Text segment:
◇ ◇ ◇

Penderry (Penderi) is a community and an electoral ward in the City and County of Swansea, Wales. Penderry does not have a community council.

Penderry is bordered by the wards of Mynydd-Bach to the east; Cockett and Cwmbwrla to the south; and Kingsbridge, Penllergaer and Llangyfelach to the north.

For the purposes of local council elections, the ward is divided up into a number of polling districts, which are: Blaen-y-Maes, Caereithin, Mynydd Cadle, Penlan West, Penlan East and Clwyd.

Penderry returns three councillors to the local council. The current councillors representing Penderry are: June Burtonshaw (Labour), Doreen Jones (Labour) and Grenville Phillips (Labour).

The electoral ward consists of some or all of the following geographical areas: Penlan, Portmead, Blaen-y-Maes, Fforesthall, Caereithin and Tre-boeth, in the parliamentary constituency of Swansea East. The ward consists of mainly suburban residential areas.

◇ ◇ ◇

Dataset content:
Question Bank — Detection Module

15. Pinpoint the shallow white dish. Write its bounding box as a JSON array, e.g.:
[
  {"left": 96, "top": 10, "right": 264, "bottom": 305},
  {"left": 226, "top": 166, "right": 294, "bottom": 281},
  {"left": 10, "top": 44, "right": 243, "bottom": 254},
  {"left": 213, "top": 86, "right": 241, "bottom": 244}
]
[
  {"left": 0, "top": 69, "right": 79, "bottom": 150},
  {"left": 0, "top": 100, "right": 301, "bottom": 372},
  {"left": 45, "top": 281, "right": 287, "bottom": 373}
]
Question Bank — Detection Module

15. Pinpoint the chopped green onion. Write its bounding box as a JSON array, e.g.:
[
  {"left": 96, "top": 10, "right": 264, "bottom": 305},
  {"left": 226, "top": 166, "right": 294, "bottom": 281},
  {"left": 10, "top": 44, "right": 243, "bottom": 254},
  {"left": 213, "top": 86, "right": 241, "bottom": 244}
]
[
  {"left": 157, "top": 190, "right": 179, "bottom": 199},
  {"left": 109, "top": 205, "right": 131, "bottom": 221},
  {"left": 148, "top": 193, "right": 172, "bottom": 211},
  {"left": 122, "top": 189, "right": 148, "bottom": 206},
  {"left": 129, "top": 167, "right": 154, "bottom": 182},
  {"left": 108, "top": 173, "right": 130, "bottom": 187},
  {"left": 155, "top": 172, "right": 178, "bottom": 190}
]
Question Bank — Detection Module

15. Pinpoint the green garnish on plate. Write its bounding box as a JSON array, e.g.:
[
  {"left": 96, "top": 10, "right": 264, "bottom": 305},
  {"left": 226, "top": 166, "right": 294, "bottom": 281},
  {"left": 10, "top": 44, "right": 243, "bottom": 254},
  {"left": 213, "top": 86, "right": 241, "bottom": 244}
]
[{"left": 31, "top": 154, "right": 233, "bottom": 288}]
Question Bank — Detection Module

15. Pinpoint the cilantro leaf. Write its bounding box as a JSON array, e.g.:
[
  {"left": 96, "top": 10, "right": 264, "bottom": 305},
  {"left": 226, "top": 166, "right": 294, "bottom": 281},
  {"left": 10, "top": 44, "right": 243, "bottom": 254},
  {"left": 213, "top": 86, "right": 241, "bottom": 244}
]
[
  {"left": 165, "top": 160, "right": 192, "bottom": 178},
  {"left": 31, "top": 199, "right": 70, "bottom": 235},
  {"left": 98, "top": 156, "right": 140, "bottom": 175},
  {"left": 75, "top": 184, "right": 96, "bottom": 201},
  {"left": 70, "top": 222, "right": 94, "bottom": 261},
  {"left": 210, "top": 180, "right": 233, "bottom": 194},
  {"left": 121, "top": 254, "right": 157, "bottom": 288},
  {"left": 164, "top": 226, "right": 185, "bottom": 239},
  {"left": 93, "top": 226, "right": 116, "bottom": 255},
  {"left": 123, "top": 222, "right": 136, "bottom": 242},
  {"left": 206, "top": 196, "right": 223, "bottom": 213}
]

◇ ◇ ◇

Exercise goal:
Continue the text about the Penderry electoral ward above, starting after its last sentence.

Answer area:
==2012 local council elections==
The turnout for the 2012 local council elections in Penderry was 22.23%. The results were:

| Candidate | Party | Votes | Status |
|---|---|---|---|
| Terry Hennegan | Labour | 1216 | Labour hold |
| June Elizabeth Burtonshaw | Labour | 1182 | Labour hold |
| Hazel Mary Morris | Labour | 1092 | Labour hold |
| James Anthony Young | Green Party | 470 |  |

==Districts==

===Penlan===
Penlan is the largest area in the centre of the ward.

===Blaen-y-Maes===
Blaen-y-Maes is an area to the west of the ward.

=== Treboeth & Mynydd-bach ===
A small section of Treboeth and Mynydd-Bach falls towards the North the Penderry Electoral Ward.

The split for Mynydd-Bach is on Heol Ddu from the junction of Clos Ddu which continues to split along neighbouring Roger Street in Treboeth along the junction with Crwys Terrace.